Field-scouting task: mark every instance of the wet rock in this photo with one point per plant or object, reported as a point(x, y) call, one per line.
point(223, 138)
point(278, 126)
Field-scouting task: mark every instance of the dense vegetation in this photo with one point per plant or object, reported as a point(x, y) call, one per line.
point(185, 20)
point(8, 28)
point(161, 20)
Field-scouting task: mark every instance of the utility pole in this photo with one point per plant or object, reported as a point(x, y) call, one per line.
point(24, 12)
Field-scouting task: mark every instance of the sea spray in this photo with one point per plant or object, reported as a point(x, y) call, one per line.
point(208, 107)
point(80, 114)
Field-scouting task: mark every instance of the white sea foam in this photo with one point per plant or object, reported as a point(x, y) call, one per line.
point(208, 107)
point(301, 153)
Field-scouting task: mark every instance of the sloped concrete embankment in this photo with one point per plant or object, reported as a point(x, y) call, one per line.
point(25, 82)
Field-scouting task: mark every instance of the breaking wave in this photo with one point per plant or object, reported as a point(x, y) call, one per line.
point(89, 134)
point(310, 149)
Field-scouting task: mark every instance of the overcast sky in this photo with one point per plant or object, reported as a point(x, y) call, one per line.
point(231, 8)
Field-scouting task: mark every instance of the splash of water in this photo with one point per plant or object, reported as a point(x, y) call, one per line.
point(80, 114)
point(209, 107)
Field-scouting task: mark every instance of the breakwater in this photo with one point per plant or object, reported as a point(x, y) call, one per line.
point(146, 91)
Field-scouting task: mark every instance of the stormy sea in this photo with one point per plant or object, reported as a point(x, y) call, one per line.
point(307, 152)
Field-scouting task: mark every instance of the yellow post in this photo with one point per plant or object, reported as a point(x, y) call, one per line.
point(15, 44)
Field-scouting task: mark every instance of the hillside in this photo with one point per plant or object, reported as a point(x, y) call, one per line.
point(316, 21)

------------------------------

*WHAT THIS TASK INVOLVES*
Convert the data above into a two-column CSV with the header input,output, one row per entry, putting the entry's text under input and its complete answer under output. Enclose every field in double quotes and replace any line breaks within a field with spaces.

*TASK RESPONSE*
input,output
"Field-scouting task: mark every instance of the wet rock in this photo with one point per plant or object, reported as a point(x, y) call, one per line.","point(223, 138) point(278, 126)"
"Field-scouting task: mark every instance of the dense vegetation in this photo with one point per plant or object, reported as a point(x, y) call, one per line.","point(185, 20) point(8, 28) point(161, 20)"
"Field-scouting task: mark every instance of the utility pole in this photo with one point per plant or object, reported as a point(x, y) call, one per line.","point(24, 12)"
"Field-scouting task: mark every instance of the sea spray in this photo with one point per plant or object, reported as a point(x, y) call, one per line.","point(208, 107) point(80, 114)"
"Field-scouting task: mark every instance of the white sea foam in this photo with one point per plant or object, reported as a point(x, y) call, one per line.","point(208, 107) point(301, 153)"
"Field-scouting task: mark every instance of the sloped concrete embankment in this photo with one point per plant or object, reported as a point(x, y) call, one per line.","point(25, 82)"
"Field-scouting task: mark every instance of the breaking wave in this photo with one point per plant or object, reported as a point(x, y) call, one per line.","point(89, 134) point(310, 149)"
"Field-scouting task: mark every instance of the overcast sky in this photo with one point per plant or object, reported as a point(x, y) call, one per line.","point(231, 8)"
"Field-scouting task: mark every instance of the splash of water in this photo with one point per plant or object, reported as a point(x, y) call, one per line.","point(80, 114) point(209, 107)"
"Field-scouting task: mark every instance of the breakwater in this photo with one point per plant or object, reported as a point(x, y) call, one per line.","point(146, 91)"
"Field-scouting task: mark every instance of the stormy sea in this photo with one point per plant or object, reported as a point(x, y) call, one per line.","point(307, 152)"
"Field-scouting task: mark every instance of the yellow post in this photo with one point per plant or object, reported as a point(x, y) call, one per line.","point(15, 44)"
"Field-scouting task: mark every instance of the hillside in this photo with one point per plant or object, reported as a point(x, y) call, one per line.","point(316, 21)"